- **TASK MATERIAL**
· · · · ·

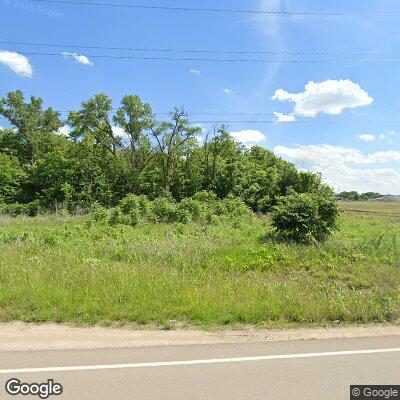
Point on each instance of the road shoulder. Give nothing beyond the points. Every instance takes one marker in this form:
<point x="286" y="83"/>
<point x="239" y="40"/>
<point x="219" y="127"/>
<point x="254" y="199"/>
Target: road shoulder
<point x="19" y="336"/>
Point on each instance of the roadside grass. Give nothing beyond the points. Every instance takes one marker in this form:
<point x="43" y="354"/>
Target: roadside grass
<point x="70" y="269"/>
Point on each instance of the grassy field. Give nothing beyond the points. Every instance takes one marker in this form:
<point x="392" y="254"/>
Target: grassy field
<point x="66" y="269"/>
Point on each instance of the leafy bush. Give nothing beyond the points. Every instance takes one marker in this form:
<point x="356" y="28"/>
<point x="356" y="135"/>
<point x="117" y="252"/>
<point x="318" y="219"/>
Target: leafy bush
<point x="15" y="209"/>
<point x="233" y="206"/>
<point x="99" y="213"/>
<point x="162" y="210"/>
<point x="306" y="217"/>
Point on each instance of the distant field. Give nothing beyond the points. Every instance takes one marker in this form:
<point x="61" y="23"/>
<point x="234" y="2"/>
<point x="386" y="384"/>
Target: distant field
<point x="373" y="207"/>
<point x="66" y="269"/>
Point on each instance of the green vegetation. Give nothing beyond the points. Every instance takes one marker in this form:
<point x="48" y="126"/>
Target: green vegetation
<point x="221" y="272"/>
<point x="306" y="217"/>
<point x="112" y="152"/>
<point x="355" y="196"/>
<point x="147" y="225"/>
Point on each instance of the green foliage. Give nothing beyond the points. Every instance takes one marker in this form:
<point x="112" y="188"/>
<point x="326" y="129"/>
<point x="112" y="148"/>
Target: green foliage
<point x="57" y="269"/>
<point x="11" y="177"/>
<point x="305" y="217"/>
<point x="97" y="163"/>
<point x="355" y="196"/>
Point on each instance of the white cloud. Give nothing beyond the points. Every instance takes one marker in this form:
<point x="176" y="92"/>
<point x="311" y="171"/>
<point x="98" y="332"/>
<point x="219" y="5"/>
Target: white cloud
<point x="341" y="167"/>
<point x="366" y="137"/>
<point x="329" y="97"/>
<point x="388" y="137"/>
<point x="280" y="117"/>
<point x="249" y="137"/>
<point x="64" y="131"/>
<point x="81" y="59"/>
<point x="17" y="62"/>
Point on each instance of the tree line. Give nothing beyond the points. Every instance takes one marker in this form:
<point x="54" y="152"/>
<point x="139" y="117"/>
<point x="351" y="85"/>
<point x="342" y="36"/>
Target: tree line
<point x="110" y="152"/>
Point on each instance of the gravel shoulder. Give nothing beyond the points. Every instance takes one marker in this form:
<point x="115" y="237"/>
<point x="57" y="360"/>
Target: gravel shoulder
<point x="17" y="336"/>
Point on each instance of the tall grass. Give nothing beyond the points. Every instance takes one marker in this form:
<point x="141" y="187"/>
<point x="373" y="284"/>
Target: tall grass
<point x="74" y="270"/>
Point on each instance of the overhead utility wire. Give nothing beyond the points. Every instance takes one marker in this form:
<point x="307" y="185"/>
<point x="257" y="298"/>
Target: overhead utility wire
<point x="212" y="51"/>
<point x="218" y="10"/>
<point x="255" y="60"/>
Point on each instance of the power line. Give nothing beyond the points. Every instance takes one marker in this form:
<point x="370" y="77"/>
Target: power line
<point x="235" y="60"/>
<point x="219" y="10"/>
<point x="211" y="51"/>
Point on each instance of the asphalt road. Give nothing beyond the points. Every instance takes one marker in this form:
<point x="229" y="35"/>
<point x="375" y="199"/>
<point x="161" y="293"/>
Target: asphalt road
<point x="315" y="369"/>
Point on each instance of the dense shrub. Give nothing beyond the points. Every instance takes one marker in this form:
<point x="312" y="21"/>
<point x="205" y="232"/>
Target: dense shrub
<point x="162" y="210"/>
<point x="306" y="217"/>
<point x="203" y="207"/>
<point x="15" y="209"/>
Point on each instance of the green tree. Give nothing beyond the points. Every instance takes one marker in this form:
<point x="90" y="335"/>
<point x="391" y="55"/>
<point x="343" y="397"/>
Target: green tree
<point x="32" y="126"/>
<point x="173" y="139"/>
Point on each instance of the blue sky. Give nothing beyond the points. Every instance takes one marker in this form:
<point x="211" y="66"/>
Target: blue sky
<point x="346" y="124"/>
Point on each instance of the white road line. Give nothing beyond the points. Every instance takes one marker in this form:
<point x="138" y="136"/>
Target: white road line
<point x="197" y="362"/>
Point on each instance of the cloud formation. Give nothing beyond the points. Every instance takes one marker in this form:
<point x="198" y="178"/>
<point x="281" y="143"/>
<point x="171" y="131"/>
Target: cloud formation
<point x="249" y="136"/>
<point x="344" y="168"/>
<point x="63" y="131"/>
<point x="329" y="97"/>
<point x="81" y="59"/>
<point x="366" y="137"/>
<point x="16" y="62"/>
<point x="280" y="117"/>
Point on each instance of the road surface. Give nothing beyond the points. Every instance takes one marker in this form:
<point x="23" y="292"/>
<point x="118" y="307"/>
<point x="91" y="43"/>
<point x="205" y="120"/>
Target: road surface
<point x="300" y="370"/>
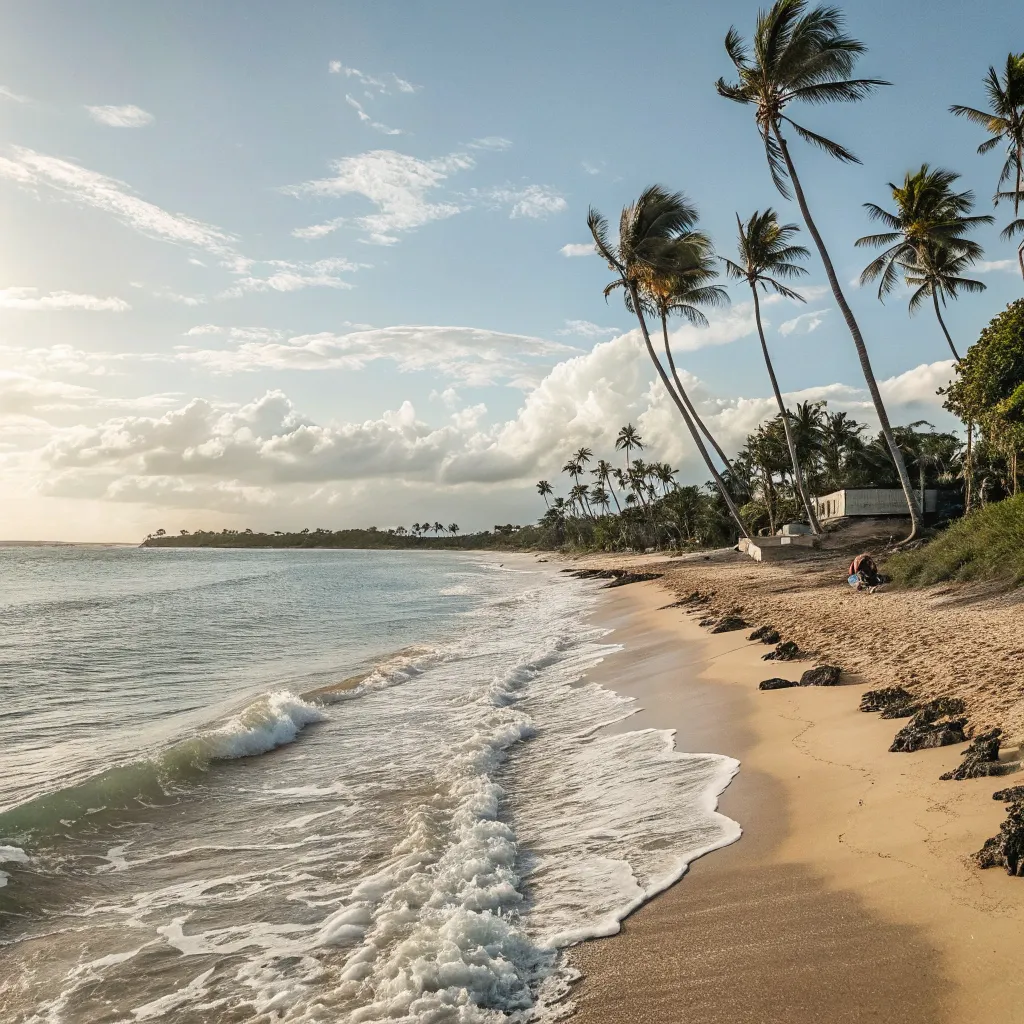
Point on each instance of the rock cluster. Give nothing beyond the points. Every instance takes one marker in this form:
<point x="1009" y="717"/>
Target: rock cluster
<point x="935" y="724"/>
<point x="893" y="701"/>
<point x="981" y="759"/>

· · · · ·

- **TO DO**
Copy all of the entries verbatim, leaving out any pictures they contain.

- **WORKED ANSWER**
Point on each instance of the road shoulder. Give nothing beyond the points. Every instance takes one marker in this form:
<point x="286" y="83"/>
<point x="239" y="40"/>
<point x="219" y="127"/>
<point x="254" y="199"/>
Target: road shoulder
<point x="19" y="336"/>
Point on each instance of the roadside grass. Give nothing beyond the points. Every instance takes one marker in this form:
<point x="43" y="354"/>
Target: roadside grass
<point x="70" y="269"/>
Point on each instance of the grassy field. Give nothing beyond the points. Every instance takes one marker in this form:
<point x="392" y="254"/>
Target: grassy field
<point x="66" y="269"/>
Point on each instance of the leafy bush. Give nothing beyond the points. Every instance takes one marker in this form:
<point x="356" y="28"/>
<point x="356" y="135"/>
<point x="117" y="252"/>
<point x="318" y="219"/>
Target: leafy bush
<point x="15" y="209"/>
<point x="233" y="206"/>
<point x="99" y="213"/>
<point x="162" y="210"/>
<point x="306" y="217"/>
Point on each instance of the distant field. Give nothing beyond the points. Every instance takes one marker in this form:
<point x="61" y="23"/>
<point x="234" y="2"/>
<point x="386" y="384"/>
Target: distant field
<point x="373" y="207"/>
<point x="66" y="269"/>
Point on each instance of the green vegetation. Give nothing beyond the points. Every instance takes one marker in this form:
<point x="48" y="126"/>
Target: green vegetation
<point x="221" y="272"/>
<point x="306" y="217"/>
<point x="112" y="152"/>
<point x="355" y="196"/>
<point x="147" y="225"/>
Point on each instance of the green foliage. Give nothing beyond the points. Every instance takes one marker in this form:
<point x="112" y="188"/>
<point x="326" y="129"/>
<point x="112" y="148"/>
Target: green foliage
<point x="57" y="269"/>
<point x="11" y="177"/>
<point x="305" y="217"/>
<point x="97" y="163"/>
<point x="355" y="196"/>
Point on each instance of the white cloud. Give nothing beyond the points. Every instance takes one marker in this form:
<point x="176" y="92"/>
<point x="311" y="171"/>
<point x="98" y="332"/>
<point x="219" y="5"/>
Target: white cloud
<point x="341" y="167"/>
<point x="366" y="137"/>
<point x="329" y="97"/>
<point x="388" y="137"/>
<point x="280" y="117"/>
<point x="249" y="137"/>
<point x="64" y="131"/>
<point x="81" y="59"/>
<point x="17" y="62"/>
Point on each instance of the tree line. Give nothing beyond the points. Every instance takes one marker in this form:
<point x="54" y="152"/>
<point x="139" y="117"/>
<point x="351" y="85"/>
<point x="342" y="36"/>
Target: tree line
<point x="110" y="152"/>
Point on each instance of the gravel shoulder. Give nothing beyond the points. Every instance takes one marker in this form:
<point x="115" y="237"/>
<point x="57" y="360"/>
Target: gravel shoulder
<point x="17" y="336"/>
Point on each instance of the tall grass. Give nothing beyond the points. Every instance takes one marker in this form:
<point x="141" y="187"/>
<point x="373" y="284"/>
Target: tall grass
<point x="74" y="270"/>
Point on each instance of the overhead utility wire. Give nothing beyond the points. Every instance takes one marker in this form:
<point x="307" y="185"/>
<point x="257" y="298"/>
Target: overhead utility wire
<point x="212" y="51"/>
<point x="218" y="10"/>
<point x="255" y="60"/>
Point on each instance of the power line. Give nothing beyond the points. Every instance takes one marker in this form:
<point x="370" y="77"/>
Target: power line
<point x="235" y="60"/>
<point x="219" y="10"/>
<point x="211" y="51"/>
Point on each instance of the asphalt road. Give nothing beyond the points. Every instance takes one marker in this form:
<point x="229" y="35"/>
<point x="375" y="199"/>
<point x="161" y="293"/>
Target: asphalt road
<point x="315" y="369"/>
Point on each instance of the dense shrub. Give nothing beyond the points. Every instance takes one marker in this form:
<point x="312" y="21"/>
<point x="205" y="232"/>
Target: dense shrub
<point x="162" y="210"/>
<point x="306" y="217"/>
<point x="203" y="207"/>
<point x="15" y="209"/>
Point on each instance of the green tree. Give nothing beyond the points. Every instance takes one marker in this form:
<point x="90" y="335"/>
<point x="391" y="55"/>
<point x="343" y="397"/>
Target: green tree
<point x="32" y="126"/>
<point x="173" y="139"/>
Point on each instance of the blue sky. Give nothing beyond the points. Every instance takes one marker in this form:
<point x="211" y="66"/>
Target: blue sky
<point x="346" y="124"/>
Point on each instance of the white road line. Give nothing beyond the points. Every instance takes one marker in this form:
<point x="138" y="136"/>
Target: white road line
<point x="197" y="362"/>
Point on each instance of the cloud formation. Give nothing beyond the points. Every instance takes one marker in this form:
<point x="198" y="178"/>
<point x="281" y="143"/>
<point x="171" y="131"/>
Target: cloud formation
<point x="249" y="136"/>
<point x="344" y="168"/>
<point x="63" y="131"/>
<point x="329" y="97"/>
<point x="81" y="59"/>
<point x="366" y="137"/>
<point x="16" y="62"/>
<point x="280" y="117"/>
Point on each instance of the road surface. Give nothing beyond the points. Every instance takes one marker in this form:
<point x="23" y="292"/>
<point x="118" y="307"/>
<point x="91" y="43"/>
<point x="205" y="120"/>
Target: road surface
<point x="300" y="370"/>
Point on each instance of the rock cluster. Give nothing beyond the points. Every instance takes one marker in this form:
<point x="1009" y="717"/>
Target: rock cluster
<point x="935" y="724"/>
<point x="893" y="701"/>
<point x="981" y="759"/>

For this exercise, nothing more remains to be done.